→ **Given instruction**
Please quote the data below word for word, omitting the pictures.

→ **Material supplied**
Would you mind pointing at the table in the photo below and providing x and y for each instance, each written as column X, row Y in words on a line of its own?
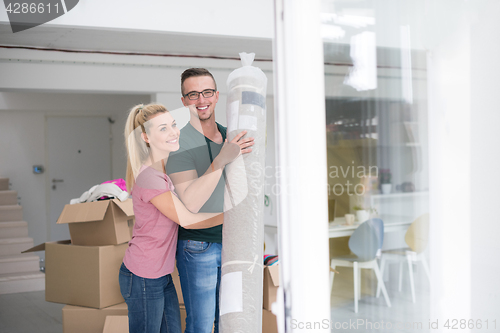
column 339, row 227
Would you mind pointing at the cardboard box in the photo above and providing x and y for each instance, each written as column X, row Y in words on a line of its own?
column 106, row 222
column 116, row 324
column 271, row 283
column 82, row 275
column 77, row 319
column 269, row 324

→ **Task solution**
Would you mind pointing at the table in the photo below and providing x and y for each instance, each written as column X, row Y in words on a line of its own?
column 339, row 227
Would you mind pointing at the cardboard box in the photo above and providing x and y for each instance, each written as column X, row Y in words on a line of its own?
column 106, row 222
column 116, row 324
column 271, row 283
column 82, row 275
column 77, row 319
column 269, row 324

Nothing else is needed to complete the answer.